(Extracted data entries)
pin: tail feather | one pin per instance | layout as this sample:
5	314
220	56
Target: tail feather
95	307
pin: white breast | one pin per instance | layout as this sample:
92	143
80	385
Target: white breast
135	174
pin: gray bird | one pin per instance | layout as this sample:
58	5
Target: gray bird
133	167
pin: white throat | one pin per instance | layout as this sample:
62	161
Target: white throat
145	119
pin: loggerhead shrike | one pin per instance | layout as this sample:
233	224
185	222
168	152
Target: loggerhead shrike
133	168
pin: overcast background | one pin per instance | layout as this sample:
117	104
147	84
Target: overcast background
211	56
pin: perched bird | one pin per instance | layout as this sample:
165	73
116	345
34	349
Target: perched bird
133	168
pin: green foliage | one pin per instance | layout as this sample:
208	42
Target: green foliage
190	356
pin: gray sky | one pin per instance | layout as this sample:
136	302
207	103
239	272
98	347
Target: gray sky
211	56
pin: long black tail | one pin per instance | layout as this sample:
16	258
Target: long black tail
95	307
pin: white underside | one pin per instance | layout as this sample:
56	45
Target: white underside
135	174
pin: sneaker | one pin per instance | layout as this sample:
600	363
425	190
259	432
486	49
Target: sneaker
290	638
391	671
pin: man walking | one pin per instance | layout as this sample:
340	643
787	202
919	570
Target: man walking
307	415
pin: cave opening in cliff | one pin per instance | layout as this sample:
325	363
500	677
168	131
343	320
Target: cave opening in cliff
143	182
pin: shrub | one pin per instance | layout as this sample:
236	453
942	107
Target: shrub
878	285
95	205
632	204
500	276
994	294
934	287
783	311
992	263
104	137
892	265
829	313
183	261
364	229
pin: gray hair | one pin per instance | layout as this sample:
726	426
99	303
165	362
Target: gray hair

Task prompt: Please quote the data above in full, with no line missing.

Output for this task:
pin: tail feather | one pin per instance | layout as this sample:
5	314
220	56
Target: tail feather
95	307
pin: white breast | one pin per instance | layout as this sample:
92	143
80	385
Target: white breast
135	174
pin: gray bird | one pin per instance | layout as this sample:
58	5
Target: gray bird
133	167
pin: white throat | one pin per instance | layout as this sample:
62	161
Target: white throat
145	119
pin: loggerhead shrike | one pin per instance | layout as this sample:
233	224
185	222
168	152
Target: loggerhead shrike
133	168
pin: overcast background | one pin per instance | layout as this sample:
117	104
147	84
Target: overcast background
211	56
pin: perched bird | one pin per instance | layout as this sample:
165	73
116	345
34	349
Target: perched bird
133	168
pin: green foliage | one pin per instance | layout as this sample:
208	42
Target: green foliage
190	356
pin: gray sky | one pin per instance | layout as this sample:
136	302
207	103
239	272
98	347
Target: gray sky
211	56
pin: long black tail | one pin per instance | layout as this sample:
16	258
Target: long black tail
95	307
pin: white underside | one pin per instance | layout as this sample:
56	45
Target: white underside
135	174
pin: sneaker | one pin per instance | layout as this sample:
600	363
425	190
259	432
486	49
Target: sneaker
290	638
391	671
pin: man walking | one pin per instance | layout as this sample:
340	643
787	202
919	570
Target: man walking
307	415
pin: cave opening in cliff | one pin per instance | layout as this sample:
325	363
500	677
168	131
343	320
Target: cave opening in cliff
143	182
pin: shrub | one pin per instance | layout as this sample:
236	453
942	107
Target: shrub
878	285
95	205
632	204
500	276
994	294
934	287
783	311
992	263
104	137
892	265
829	313
183	261
364	229
pin: gray hair | one pin per instance | layout as this sample:
726	426
99	303
165	362
Target: gray hair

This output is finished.